**The request**
Find every line in the rows below that contains the word "cabin" and copy each one.

**Data to use**
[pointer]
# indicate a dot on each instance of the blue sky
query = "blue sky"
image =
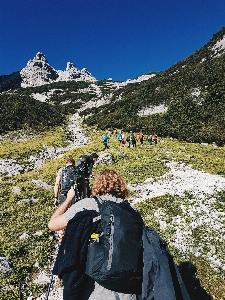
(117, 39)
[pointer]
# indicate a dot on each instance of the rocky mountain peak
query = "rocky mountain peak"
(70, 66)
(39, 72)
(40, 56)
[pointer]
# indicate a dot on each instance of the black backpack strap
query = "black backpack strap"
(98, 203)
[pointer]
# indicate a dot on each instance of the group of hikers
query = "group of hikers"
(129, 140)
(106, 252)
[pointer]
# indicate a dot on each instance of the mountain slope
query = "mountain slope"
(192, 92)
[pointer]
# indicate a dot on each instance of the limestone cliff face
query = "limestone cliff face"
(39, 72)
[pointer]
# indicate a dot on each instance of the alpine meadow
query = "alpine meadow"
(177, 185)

==

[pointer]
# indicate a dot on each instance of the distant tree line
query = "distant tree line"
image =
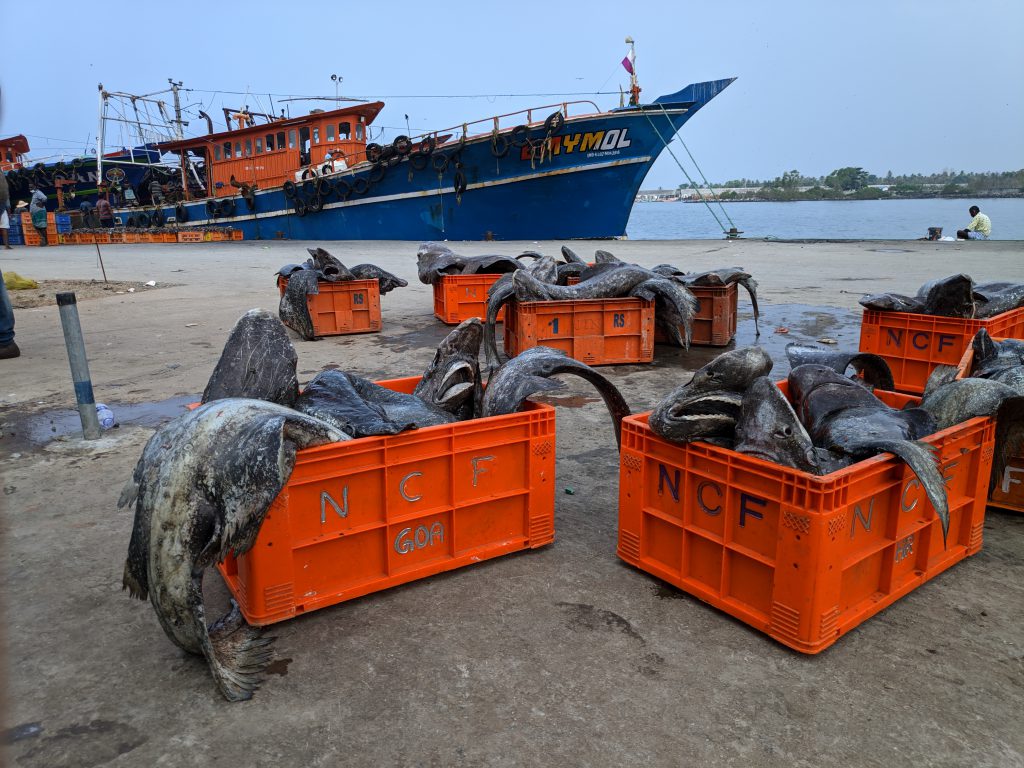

* * *

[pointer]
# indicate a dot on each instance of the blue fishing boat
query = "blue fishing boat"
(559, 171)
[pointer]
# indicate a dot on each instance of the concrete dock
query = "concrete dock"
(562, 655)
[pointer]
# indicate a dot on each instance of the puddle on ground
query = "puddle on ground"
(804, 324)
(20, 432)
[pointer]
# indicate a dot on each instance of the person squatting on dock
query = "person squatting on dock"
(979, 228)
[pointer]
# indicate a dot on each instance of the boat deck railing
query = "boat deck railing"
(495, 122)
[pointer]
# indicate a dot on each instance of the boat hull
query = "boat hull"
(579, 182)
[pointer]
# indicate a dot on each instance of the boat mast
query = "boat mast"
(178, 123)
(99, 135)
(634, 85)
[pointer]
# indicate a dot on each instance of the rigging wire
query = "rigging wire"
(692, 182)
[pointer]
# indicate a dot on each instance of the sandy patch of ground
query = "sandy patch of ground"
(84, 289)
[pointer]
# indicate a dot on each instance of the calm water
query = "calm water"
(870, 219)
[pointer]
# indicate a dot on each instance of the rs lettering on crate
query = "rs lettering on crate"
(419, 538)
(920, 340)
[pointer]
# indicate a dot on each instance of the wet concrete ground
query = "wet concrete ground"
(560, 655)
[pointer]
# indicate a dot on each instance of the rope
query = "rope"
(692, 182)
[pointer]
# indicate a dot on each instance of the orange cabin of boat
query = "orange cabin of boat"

**Worked answer**
# indicate a dot on each instance of the orange cabin of boat
query = "orange cabin of boat"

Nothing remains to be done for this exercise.